====== MATERIAL PROVIDED

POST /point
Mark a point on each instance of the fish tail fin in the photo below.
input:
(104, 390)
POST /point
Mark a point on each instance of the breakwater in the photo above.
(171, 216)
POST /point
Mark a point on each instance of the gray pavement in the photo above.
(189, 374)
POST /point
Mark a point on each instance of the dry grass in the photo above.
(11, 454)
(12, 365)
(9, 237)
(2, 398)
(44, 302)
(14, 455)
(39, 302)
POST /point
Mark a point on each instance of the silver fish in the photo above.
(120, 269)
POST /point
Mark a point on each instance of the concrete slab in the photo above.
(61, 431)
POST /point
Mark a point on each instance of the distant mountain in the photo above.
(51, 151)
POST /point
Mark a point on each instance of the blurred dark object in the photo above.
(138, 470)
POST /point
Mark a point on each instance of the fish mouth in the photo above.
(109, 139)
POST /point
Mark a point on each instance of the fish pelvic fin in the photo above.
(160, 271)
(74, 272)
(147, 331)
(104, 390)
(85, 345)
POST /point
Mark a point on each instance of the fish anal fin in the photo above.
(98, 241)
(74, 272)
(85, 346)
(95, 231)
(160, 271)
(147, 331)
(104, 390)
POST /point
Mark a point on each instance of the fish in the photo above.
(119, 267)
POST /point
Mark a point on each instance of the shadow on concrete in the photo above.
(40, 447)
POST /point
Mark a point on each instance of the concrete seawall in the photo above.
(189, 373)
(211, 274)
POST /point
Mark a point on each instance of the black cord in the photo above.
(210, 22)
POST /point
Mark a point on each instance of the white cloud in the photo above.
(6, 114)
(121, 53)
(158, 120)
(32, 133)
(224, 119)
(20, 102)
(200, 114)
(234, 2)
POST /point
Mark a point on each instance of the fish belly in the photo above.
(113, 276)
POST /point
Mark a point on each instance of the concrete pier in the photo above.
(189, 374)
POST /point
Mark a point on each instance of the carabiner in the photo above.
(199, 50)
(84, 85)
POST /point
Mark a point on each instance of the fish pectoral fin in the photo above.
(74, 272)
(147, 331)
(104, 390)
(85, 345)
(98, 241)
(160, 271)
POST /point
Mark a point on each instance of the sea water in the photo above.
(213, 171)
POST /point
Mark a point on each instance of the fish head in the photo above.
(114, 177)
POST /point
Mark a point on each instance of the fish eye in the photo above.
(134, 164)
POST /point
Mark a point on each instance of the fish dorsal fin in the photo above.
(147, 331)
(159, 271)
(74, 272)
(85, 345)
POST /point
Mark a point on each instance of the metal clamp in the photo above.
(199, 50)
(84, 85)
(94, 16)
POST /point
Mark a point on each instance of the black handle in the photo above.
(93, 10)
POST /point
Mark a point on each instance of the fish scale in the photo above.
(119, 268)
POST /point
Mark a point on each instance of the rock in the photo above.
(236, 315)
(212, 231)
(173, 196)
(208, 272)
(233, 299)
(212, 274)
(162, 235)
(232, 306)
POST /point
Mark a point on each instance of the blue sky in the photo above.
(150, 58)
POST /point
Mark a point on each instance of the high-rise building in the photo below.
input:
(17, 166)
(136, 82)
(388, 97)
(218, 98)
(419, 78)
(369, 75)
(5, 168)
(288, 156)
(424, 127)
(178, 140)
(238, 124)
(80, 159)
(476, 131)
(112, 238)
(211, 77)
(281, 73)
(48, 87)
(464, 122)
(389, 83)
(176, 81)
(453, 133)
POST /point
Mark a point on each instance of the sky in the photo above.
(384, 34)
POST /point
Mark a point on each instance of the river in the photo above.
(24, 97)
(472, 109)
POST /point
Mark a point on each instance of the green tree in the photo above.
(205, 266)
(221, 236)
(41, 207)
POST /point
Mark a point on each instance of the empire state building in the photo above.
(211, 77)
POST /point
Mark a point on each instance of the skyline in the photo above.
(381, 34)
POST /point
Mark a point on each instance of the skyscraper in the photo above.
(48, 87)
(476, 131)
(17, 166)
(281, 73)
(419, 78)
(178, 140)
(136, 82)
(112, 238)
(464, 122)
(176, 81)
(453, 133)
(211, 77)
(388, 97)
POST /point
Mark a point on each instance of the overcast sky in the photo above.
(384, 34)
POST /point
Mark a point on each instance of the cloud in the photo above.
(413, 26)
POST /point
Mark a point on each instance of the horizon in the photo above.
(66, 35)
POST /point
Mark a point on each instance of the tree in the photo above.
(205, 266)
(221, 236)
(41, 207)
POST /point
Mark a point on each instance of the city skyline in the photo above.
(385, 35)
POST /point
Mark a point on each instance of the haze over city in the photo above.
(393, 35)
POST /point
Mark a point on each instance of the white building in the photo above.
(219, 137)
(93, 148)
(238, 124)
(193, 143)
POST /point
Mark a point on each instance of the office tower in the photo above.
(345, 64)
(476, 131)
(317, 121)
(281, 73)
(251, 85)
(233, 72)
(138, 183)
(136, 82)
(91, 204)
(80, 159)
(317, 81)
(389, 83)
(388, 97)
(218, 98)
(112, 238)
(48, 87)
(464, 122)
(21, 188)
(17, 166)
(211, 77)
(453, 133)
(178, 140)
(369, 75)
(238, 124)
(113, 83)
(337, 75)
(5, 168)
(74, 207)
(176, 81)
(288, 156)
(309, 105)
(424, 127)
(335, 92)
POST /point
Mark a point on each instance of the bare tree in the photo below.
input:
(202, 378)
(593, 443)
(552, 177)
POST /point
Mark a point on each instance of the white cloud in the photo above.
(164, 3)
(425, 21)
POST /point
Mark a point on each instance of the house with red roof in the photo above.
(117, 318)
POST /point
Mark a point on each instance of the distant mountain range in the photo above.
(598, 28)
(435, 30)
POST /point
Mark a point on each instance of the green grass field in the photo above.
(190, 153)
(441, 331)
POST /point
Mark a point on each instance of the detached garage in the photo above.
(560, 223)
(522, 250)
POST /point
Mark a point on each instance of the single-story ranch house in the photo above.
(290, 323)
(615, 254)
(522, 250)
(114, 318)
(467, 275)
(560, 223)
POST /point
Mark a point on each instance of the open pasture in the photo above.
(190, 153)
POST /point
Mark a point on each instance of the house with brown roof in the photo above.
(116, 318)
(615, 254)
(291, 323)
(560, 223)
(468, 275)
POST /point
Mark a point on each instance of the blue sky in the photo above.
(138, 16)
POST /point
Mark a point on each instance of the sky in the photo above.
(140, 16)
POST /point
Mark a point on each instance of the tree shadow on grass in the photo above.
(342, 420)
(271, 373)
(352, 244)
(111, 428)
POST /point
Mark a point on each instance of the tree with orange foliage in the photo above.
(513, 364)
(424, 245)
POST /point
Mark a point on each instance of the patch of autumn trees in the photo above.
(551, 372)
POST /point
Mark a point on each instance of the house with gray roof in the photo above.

============

- [ASSIGNMENT]:
Once you have read the records above, set every one of them down again exactly.

- [RESPONSE AREA]:
POST /point
Mark a point on each instance of the fish tail fin in the photo below.
input:
(104, 390)
POST /point
Mark a point on each instance of the breakwater in the photo above.
(171, 216)
POST /point
Mark a point on each instance of the gray pavement in the photo above.
(189, 374)
POST /point
Mark a point on each instance of the dry grass in the photo above.
(11, 454)
(12, 365)
(9, 237)
(2, 398)
(44, 302)
(14, 455)
(39, 302)
POST /point
Mark a point on each instance of the silver fish in the photo above.
(120, 269)
POST /point
Mark a point on each instance of the concrete slab in the photo above.
(61, 431)
POST /point
Mark a point on each instance of the distant mountain in the photo above.
(51, 151)
POST /point
Mark a point on each instance of the blurred dark object in the photo above.
(138, 470)
POST /point
Mark a point on each instance of the fish mouth in the photo above.
(109, 139)
POST /point
Mark a point on each instance of the fish pelvic fin in the photo above.
(160, 271)
(74, 272)
(147, 331)
(104, 390)
(85, 345)
POST /point
Mark a point on each instance of the fish anal fin in the photo above.
(98, 241)
(74, 272)
(85, 346)
(95, 231)
(160, 271)
(147, 331)
(104, 390)
POST /point
Mark a point on each instance of the fish in the photo above.
(119, 267)
POST /point
Mark a point on each instance of the shadow on concrete in the photo above.
(40, 447)
POST /point
Mark a point on each instance of the concrete seawall in the photo above.
(189, 373)
(211, 274)
POST /point
Mark a point on each instance of the black cord in the photo above.
(210, 22)
POST /point
Mark a point on each instance of the white cloud in the photo above.
(6, 114)
(121, 53)
(158, 120)
(32, 133)
(224, 119)
(20, 102)
(200, 114)
(234, 2)
POST /point
Mark a point on each instance of the fish belly in the photo above.
(113, 276)
POST /point
Mark a point on each instance of the concrete pier in the photo above.
(189, 374)
POST /point
Mark a point on each instance of the carabiner in the photo above.
(199, 50)
(84, 85)
POST /point
Mark a point on each instance of the fish pectoral fin in the photo above.
(74, 272)
(147, 331)
(104, 390)
(85, 345)
(98, 241)
(160, 271)
POST /point
Mark a point on each instance of the sea water in the photo above.
(213, 171)
POST /point
Mark a point on each instance of the fish head in the photo above.
(114, 177)
POST /point
Mark a point on each instance of the fish eye in the photo above.
(134, 164)
POST /point
Mark a point on each instance of the fish dorsal fin in the photo above.
(147, 331)
(159, 271)
(74, 272)
(85, 345)
POST /point
Mark a point on each instance of the metal clamp in the photo above.
(199, 50)
(84, 85)
(94, 16)
POST /point
Mark a point on each instance of the black handle in the photo above.
(93, 10)
POST /point
Mark a point on each instance of the fish scale in the photo above.
(119, 268)
POST /point
Mark a point on each instance of the rock in the photo above.
(236, 315)
(212, 231)
(173, 196)
(208, 272)
(233, 299)
(212, 274)
(162, 235)
(232, 306)
POST /point
Mark a point on each instance of the blue sky in the photo above.
(150, 58)
POST /point
Mark a point on each instance of the high-rise building in the photo below.
input:
(17, 166)
(136, 82)
(388, 97)
(218, 98)
(419, 78)
(369, 75)
(5, 168)
(288, 156)
(424, 127)
(178, 140)
(238, 124)
(80, 159)
(476, 131)
(112, 238)
(211, 77)
(281, 73)
(48, 87)
(464, 122)
(389, 83)
(176, 81)
(453, 133)
POST /point
Mark a point on each instance of the sky in the photo above.
(384, 34)
POST /point
Mark a point on each instance of the river in the photo above.
(24, 97)
(472, 109)
POST /point
Mark a point on each instance of the green tree in the photo above.
(205, 266)
(221, 236)
(41, 207)
POST /point
Mark a point on each instance of the empire state building in the photo above.
(211, 77)
POST /point
Mark a point on each instance of the skyline in the photo above.
(381, 34)
POST /point
Mark a point on each instance of the skyscraper in the photo above.
(48, 87)
(476, 131)
(17, 166)
(281, 73)
(419, 78)
(178, 140)
(136, 82)
(112, 238)
(464, 122)
(176, 81)
(453, 133)
(211, 77)
(388, 97)
POST /point
Mark a point on each instance of the overcast sky in the photo above.
(384, 34)
POST /point
Mark a point on each instance of the cloud in the photo above.
(413, 26)
POST /point
Mark a point on each instance of the horizon in the photo above.
(66, 35)
POST /point
Mark a point on each instance of the tree in the photo above.
(205, 266)
(221, 236)
(41, 207)
POST /point
Mark a point on each instance of the city skyline in the photo above.
(385, 35)
POST /point
Mark a point on each instance of the haze over city in the photo above.
(393, 35)
POST /point
Mark a point on each instance of the white building in the photo above.
(219, 137)
(93, 148)
(238, 124)
(193, 143)
POST /point
Mark a point on each instance of the office tower in the photo above.
(345, 64)
(476, 131)
(317, 121)
(281, 73)
(251, 85)
(233, 72)
(138, 183)
(136, 82)
(91, 204)
(80, 159)
(317, 81)
(389, 83)
(388, 97)
(218, 98)
(112, 238)
(48, 87)
(464, 122)
(21, 188)
(17, 166)
(211, 77)
(453, 133)
(178, 140)
(369, 75)
(238, 124)
(113, 83)
(337, 75)
(5, 168)
(74, 207)
(176, 81)
(288, 156)
(309, 105)
(424, 127)
(335, 92)
POST /point
Mark a point on each instance of the bare tree in the photo below.
input:
(202, 378)
(593, 443)
(552, 177)
POST /point
Mark a point on each instance of the white cloud in the photo above.
(164, 3)
(425, 21)
POST /point
Mark a point on each instance of the house with red roof in the photo above.
(117, 318)
POST /point
Mark a point on each instance of the distant mountain range in the photo above.
(598, 28)
(435, 30)
POST /point
Mark a point on each instance of the green grass field in the photo above.
(190, 153)
(441, 331)
POST /point
Mark a point on each instance of the detached garage in the photo above.
(560, 223)
(522, 250)
POST /point
Mark a point on each instance of the single-story ranch house in the photo above.
(290, 323)
(615, 254)
(522, 250)
(114, 318)
(467, 275)
(560, 223)
POST /point
Mark a point on each instance of the open pasture in the photo above.
(190, 153)
POST /point
Mark a point on each instance of the house with brown roof in the photo above.
(116, 318)
(615, 254)
(291, 323)
(560, 223)
(468, 275)
POST /point
Mark a point on each instance of the blue sky in the photo above.
(138, 16)
POST /point
Mark a point on each instance of the sky in the photo above.
(140, 16)
POST /point
Mark a point on each instance of the tree shadow on grass in the photo above.
(342, 420)
(271, 373)
(352, 244)
(111, 428)
POST /point
Mark a point on each instance of the tree with orange foliage in the photo above.
(513, 364)
(424, 245)
POST /point
Mark a point on each instance of the patch of autumn trees in the photo above.
(551, 372)
POST /point
Mark a point on each instance of the house with gray roof in the photo above.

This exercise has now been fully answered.